Transcribe the material in full, exactly as written.

__Records for this task__:
################

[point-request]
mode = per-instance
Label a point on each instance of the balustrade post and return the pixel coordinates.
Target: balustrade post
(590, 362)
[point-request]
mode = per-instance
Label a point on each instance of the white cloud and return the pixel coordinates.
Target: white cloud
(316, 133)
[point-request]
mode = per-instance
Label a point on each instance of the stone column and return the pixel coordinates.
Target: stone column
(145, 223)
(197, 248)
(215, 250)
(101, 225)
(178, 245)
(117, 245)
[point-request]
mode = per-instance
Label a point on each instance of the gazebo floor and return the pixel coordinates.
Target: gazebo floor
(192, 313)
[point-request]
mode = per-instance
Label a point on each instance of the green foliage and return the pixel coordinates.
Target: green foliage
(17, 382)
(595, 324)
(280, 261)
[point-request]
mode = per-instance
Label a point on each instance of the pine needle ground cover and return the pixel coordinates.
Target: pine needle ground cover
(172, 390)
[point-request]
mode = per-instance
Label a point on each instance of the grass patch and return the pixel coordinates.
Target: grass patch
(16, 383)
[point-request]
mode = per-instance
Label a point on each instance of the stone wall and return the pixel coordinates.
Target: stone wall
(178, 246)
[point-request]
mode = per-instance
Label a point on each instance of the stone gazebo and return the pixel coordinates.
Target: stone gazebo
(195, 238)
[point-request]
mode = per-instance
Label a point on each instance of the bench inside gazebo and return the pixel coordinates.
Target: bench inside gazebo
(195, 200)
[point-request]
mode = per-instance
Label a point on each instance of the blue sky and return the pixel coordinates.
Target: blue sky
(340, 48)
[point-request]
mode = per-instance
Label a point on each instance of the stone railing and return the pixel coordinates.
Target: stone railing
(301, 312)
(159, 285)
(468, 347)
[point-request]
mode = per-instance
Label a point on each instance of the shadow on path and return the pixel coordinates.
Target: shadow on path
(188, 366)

################

__Worked answer__:
[point-request]
mode = per-instance
Label a point on each instance of the balustrade post and return the pixel coordinates.
Target: balustrade post
(590, 362)
[point-request]
mode = per-instance
Label a point on each instance of the white cloud and return the pixel coordinates.
Target: white cloud
(316, 133)
[point-request]
mode = per-instance
Label a point on each instance of the stone column and return the pixel coordinates.
Target: stone column
(145, 223)
(197, 248)
(215, 250)
(101, 225)
(178, 245)
(117, 245)
[point-request]
mode = per-instance
Label a point on each instance of the gazebo floor and return the pixel coordinates.
Target: gazebo floor
(192, 313)
[point-request]
mode = per-instance
Label a point on each instance of the green foliage and return the pixel coordinates.
Target: green foliage
(17, 382)
(595, 324)
(280, 261)
[point-request]
mode = per-instance
Label a point on each instance of the pine needle ground cover and return the pixel coordinates.
Target: pine needle ground cover
(172, 390)
[point-request]
mode = per-instance
Label a point on each instance of the grass patch and return the pixel coordinates.
Target: grass patch
(16, 383)
[point-request]
mode = per-instance
Label a point on each instance of the stone wall and return the pixel coordinates.
Target: stone wall
(178, 246)
[point-request]
mode = per-instance
Label a point on each instance of the stone gazebo and return the pixel coordinates.
Target: stone gazebo
(195, 238)
[point-request]
mode = per-instance
Label a point on each instance of the bench inside gazebo and return the pixel coordinates.
Target: bench inside gazebo
(195, 200)
[point-request]
mode = per-instance
Label a point on each instance of the blue sky and return the pixel coordinates.
Target: blue sky
(340, 48)
[point-request]
mode = per-instance
Label a point on each instance of the stone railing and return the pixel coordinates.
Target: stone railing
(301, 312)
(159, 285)
(468, 347)
[point-request]
mode = per-instance
Label a point on each instance of the shadow on path and return the pixel coordinates.
Target: shadow on path
(188, 366)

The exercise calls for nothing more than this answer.